__Stated exercise A__
List every row in the rows below that contains the string "daewoo". Matching is case-sensitive.

__Provided passage__
*-*-*

The deferred cash incentive Target Award opportunity for each Participant during each Performance Cycle ranges from 20% to 100% of Base Salary depending upon position classification as illustrated in Table 1 below. The deferred cash incentive Success Factor Award opportunity for each Participant during each Performance Cycle also ranges from 20% to 100%. Classification of Participants into the categories listed in Table 1 will be recommended by the Chief Executive Officer of the Company and approved by the Committee.

 

Table 1

Deferred Cash Incentive Award Range

By Position Classification

 

Category

  

Position Classification


  

Total Award

Range as %

of Base Salary


 

Target Award
as % of

Base Salary


 

Success Factor

Award as %
of Base Salary


1   

Chief Executive Officer

   0% - 200%   100%   100%
1   

Chief Operating Officer

   0% - 180%   90%   90%
1   

Senior Executive Officers

   0% - 160%   80%   80%
1   

Corporate & Staff Officers

   0% - 160%   20% - 80%   20% - 80%
2   

Group and Sub-Group VP’s

   0% - 160%   40% - 80%   40% - 80%
2   

Division VP/GM’s and Officers

   0% - 120%   30% - 60%   30% - 60%

 

The actual total Award earned within the above range will depend upon the level of achievement versus specific Performance Objectives established by the Committee under the Plan for each Performance Cycle within the first 90 days of such Performance Cycle.

*-*-*

__Data supplied__
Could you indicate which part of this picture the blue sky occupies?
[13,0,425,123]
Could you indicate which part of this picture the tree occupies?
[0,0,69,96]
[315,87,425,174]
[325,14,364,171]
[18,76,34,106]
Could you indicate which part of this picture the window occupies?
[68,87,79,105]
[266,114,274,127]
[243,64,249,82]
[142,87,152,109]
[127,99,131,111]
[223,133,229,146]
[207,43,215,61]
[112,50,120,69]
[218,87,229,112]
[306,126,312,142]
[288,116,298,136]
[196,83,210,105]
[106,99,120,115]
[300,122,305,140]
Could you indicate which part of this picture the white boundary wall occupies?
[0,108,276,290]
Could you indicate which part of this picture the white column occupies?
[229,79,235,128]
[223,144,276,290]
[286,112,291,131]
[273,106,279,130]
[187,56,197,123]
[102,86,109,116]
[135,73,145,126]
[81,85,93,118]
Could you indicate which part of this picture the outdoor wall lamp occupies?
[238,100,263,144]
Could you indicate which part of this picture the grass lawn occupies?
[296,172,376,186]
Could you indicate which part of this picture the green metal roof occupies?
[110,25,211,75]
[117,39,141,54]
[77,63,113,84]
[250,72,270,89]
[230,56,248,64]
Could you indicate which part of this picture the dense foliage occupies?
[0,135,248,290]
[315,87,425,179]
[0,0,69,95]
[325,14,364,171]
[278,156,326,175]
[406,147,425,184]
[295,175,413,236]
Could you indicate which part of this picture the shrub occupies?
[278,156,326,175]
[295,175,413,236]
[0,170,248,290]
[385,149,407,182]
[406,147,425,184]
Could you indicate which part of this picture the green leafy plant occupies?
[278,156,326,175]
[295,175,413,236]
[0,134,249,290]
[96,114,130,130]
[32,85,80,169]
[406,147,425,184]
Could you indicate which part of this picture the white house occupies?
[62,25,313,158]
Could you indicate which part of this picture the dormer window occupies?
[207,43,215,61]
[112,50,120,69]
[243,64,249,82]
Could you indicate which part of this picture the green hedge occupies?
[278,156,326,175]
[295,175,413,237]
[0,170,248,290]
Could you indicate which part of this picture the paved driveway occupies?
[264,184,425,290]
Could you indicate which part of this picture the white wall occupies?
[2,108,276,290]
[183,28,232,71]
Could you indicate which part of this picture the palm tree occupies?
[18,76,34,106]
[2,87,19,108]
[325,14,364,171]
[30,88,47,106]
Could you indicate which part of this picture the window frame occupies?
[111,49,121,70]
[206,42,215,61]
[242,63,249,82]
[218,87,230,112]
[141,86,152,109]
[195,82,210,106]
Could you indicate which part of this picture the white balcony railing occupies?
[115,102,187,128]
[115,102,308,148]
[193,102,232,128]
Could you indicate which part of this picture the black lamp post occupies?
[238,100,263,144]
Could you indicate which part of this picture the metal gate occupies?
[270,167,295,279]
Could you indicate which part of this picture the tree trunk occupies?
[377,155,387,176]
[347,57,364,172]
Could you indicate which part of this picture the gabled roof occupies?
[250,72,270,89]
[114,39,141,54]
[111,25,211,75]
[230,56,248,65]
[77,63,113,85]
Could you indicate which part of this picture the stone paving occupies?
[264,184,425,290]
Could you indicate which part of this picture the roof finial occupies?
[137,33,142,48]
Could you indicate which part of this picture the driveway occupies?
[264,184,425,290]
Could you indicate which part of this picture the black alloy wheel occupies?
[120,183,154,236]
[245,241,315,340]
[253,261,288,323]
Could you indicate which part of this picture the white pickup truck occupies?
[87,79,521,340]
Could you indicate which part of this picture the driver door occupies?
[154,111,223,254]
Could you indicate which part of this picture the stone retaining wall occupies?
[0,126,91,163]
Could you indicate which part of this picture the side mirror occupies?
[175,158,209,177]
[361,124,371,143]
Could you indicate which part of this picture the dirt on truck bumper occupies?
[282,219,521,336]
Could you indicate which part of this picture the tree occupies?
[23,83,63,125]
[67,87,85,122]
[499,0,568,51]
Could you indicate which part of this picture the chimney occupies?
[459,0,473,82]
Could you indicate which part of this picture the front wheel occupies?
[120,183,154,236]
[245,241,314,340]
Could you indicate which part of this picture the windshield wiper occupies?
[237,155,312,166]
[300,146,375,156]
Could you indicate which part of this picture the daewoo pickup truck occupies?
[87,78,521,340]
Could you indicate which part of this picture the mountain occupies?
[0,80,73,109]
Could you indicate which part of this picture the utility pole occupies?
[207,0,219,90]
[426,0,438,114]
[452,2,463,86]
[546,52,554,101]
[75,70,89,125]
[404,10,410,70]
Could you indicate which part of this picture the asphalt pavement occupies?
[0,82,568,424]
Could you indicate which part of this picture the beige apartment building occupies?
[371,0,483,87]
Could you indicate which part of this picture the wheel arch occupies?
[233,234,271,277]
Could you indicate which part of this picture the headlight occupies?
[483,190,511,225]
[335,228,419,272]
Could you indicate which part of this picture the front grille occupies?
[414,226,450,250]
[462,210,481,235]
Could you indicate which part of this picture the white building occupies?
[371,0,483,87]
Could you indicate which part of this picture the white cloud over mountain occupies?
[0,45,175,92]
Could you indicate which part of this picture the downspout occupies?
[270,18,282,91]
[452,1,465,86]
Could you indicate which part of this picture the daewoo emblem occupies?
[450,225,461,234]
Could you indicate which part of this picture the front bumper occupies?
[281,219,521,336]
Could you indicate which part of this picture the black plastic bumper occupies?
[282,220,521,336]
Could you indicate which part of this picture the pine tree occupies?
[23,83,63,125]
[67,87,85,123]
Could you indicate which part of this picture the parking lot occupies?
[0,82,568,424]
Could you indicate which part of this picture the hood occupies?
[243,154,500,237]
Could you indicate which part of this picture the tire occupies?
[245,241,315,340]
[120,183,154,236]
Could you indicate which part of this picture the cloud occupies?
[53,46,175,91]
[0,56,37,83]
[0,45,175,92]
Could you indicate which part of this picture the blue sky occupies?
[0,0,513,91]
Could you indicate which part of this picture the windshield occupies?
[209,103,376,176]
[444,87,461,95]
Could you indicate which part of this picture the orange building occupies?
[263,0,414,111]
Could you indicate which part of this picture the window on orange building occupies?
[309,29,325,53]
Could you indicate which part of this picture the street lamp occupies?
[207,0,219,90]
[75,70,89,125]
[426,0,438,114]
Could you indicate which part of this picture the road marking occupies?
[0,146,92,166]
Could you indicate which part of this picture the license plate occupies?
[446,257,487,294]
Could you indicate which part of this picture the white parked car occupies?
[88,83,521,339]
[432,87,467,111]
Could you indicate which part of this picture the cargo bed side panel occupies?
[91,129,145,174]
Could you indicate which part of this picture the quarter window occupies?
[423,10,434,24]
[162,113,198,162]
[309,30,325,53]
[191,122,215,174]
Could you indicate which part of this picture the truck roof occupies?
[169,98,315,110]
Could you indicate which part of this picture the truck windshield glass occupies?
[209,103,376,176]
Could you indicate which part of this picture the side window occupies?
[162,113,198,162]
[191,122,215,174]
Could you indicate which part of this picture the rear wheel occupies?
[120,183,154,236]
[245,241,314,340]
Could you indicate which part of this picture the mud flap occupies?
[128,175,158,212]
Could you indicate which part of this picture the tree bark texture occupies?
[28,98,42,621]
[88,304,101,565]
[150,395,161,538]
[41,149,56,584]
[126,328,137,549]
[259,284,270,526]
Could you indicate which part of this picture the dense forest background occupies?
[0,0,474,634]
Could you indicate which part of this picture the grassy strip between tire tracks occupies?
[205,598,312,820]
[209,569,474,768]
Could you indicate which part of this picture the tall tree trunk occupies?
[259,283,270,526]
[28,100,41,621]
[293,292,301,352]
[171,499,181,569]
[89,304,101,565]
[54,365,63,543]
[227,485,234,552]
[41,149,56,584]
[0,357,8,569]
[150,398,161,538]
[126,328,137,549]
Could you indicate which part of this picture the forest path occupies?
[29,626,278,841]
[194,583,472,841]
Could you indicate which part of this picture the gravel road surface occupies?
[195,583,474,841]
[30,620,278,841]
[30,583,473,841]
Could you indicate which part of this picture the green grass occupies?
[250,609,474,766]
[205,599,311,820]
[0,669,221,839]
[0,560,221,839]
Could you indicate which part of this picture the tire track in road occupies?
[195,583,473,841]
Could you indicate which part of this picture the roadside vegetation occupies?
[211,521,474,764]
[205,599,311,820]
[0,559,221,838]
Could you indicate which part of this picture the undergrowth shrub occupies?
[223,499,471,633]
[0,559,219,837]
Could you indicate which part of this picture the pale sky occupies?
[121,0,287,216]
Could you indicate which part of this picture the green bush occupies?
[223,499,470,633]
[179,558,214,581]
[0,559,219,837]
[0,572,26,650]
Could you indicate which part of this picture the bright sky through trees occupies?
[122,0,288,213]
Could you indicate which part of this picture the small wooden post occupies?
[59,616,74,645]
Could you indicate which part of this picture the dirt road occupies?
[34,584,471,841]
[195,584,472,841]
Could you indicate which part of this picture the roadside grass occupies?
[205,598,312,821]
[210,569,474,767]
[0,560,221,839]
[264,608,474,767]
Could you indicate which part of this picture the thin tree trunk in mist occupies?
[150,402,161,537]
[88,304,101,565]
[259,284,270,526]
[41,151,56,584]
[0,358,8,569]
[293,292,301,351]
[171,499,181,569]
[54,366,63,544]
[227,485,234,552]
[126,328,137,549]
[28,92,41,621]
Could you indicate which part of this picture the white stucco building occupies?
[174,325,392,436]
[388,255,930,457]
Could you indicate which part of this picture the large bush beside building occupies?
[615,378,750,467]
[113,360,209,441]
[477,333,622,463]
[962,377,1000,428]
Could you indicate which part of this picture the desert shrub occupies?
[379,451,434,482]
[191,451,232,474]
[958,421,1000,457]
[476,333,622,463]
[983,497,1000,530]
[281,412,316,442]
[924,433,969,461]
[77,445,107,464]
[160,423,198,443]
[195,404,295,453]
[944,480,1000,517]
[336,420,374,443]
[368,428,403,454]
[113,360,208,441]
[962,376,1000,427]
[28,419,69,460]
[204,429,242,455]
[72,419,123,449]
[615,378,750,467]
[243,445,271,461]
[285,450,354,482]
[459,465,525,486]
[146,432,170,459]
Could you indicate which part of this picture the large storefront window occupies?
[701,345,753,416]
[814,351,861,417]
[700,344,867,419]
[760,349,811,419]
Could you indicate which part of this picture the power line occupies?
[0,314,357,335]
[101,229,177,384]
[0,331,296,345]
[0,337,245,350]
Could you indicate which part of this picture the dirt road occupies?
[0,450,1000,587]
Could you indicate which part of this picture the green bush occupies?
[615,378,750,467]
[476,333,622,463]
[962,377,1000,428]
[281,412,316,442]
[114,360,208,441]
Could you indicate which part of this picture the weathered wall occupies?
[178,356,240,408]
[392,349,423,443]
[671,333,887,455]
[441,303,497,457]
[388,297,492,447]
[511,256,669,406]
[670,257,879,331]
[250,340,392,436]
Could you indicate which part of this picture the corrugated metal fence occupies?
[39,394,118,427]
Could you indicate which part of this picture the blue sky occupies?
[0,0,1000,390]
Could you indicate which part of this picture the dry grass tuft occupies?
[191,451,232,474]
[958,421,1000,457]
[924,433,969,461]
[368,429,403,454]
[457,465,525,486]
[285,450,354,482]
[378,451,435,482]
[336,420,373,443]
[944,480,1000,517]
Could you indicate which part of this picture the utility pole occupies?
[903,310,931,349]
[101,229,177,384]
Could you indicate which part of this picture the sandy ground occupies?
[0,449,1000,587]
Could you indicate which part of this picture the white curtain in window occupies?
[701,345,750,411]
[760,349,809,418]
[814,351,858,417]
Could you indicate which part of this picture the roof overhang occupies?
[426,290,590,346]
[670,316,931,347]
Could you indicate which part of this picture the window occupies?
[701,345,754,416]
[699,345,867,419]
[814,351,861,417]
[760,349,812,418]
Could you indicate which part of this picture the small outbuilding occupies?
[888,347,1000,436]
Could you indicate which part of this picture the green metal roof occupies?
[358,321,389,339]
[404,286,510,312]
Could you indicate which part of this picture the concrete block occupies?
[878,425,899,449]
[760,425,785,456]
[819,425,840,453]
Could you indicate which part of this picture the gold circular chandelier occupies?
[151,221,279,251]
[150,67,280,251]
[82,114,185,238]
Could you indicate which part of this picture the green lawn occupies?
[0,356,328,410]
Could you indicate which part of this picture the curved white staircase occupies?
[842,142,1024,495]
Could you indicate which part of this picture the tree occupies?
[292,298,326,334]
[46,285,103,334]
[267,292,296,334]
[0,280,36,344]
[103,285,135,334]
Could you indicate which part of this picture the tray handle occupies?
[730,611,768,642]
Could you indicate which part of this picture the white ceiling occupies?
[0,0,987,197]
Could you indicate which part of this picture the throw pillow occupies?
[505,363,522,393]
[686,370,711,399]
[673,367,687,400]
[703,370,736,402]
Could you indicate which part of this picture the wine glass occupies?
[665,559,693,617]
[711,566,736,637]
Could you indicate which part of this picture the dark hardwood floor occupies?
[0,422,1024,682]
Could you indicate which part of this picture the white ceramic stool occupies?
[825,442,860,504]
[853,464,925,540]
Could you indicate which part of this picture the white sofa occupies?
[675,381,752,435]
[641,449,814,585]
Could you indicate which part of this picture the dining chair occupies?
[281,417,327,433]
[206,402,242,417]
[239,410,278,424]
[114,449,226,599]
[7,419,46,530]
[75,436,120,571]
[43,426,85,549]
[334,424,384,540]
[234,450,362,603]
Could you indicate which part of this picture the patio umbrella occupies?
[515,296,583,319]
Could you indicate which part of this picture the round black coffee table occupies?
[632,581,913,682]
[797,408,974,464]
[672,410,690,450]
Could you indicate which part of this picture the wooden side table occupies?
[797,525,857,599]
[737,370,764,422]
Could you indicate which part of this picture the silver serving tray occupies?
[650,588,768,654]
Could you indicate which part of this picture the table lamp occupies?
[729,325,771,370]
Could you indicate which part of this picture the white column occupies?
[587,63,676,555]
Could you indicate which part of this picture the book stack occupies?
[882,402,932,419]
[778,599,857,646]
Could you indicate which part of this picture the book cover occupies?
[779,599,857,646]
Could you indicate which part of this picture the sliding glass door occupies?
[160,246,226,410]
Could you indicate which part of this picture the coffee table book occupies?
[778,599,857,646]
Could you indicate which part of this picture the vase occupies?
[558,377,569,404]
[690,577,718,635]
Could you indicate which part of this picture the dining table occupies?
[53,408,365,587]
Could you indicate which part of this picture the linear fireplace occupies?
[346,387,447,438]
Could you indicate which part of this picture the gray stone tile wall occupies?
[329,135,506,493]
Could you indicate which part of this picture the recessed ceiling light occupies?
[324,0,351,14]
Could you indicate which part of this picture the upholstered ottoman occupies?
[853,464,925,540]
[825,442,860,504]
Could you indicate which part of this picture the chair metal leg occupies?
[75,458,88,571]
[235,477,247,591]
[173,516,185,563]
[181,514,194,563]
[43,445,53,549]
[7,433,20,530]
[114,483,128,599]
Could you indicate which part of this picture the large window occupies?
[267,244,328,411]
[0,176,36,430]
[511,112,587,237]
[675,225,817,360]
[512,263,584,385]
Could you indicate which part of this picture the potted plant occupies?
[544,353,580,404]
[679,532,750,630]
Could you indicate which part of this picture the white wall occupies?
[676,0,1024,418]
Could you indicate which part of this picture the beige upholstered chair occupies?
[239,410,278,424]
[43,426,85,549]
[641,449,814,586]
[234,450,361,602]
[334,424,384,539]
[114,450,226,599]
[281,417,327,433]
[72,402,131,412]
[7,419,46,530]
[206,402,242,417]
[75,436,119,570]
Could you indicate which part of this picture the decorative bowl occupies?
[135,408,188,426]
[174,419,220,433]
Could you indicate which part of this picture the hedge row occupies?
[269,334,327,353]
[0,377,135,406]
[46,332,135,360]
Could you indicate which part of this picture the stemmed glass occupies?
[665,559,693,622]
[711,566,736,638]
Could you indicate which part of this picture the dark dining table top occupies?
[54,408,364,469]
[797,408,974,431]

*-*-*

__Stated exercise B__
According to the deferred cash incentive passage, by when must the Committee establish the Performance Objectives for each Performance Cycle?

__Worked solution A__
Could you indicate which part of this picture the daewoo pickup truck occupies?
Could you indicate which part of this picture the daewoo emblem occupies?

__Worked solution B__
Within the first 90 days of that Performance Cycle.